**Work request:** Return every record below exactly as given.

**Data listing:**
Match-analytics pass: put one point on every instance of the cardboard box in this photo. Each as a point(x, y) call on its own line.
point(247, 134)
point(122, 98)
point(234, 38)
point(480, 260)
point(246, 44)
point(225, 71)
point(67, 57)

**The answer:**
Match-analytics pass: put one point on every instance of the cardboard box in this photo. Each as a point(x, y) call on its own line.
point(247, 134)
point(122, 98)
point(234, 38)
point(480, 260)
point(246, 44)
point(225, 71)
point(67, 57)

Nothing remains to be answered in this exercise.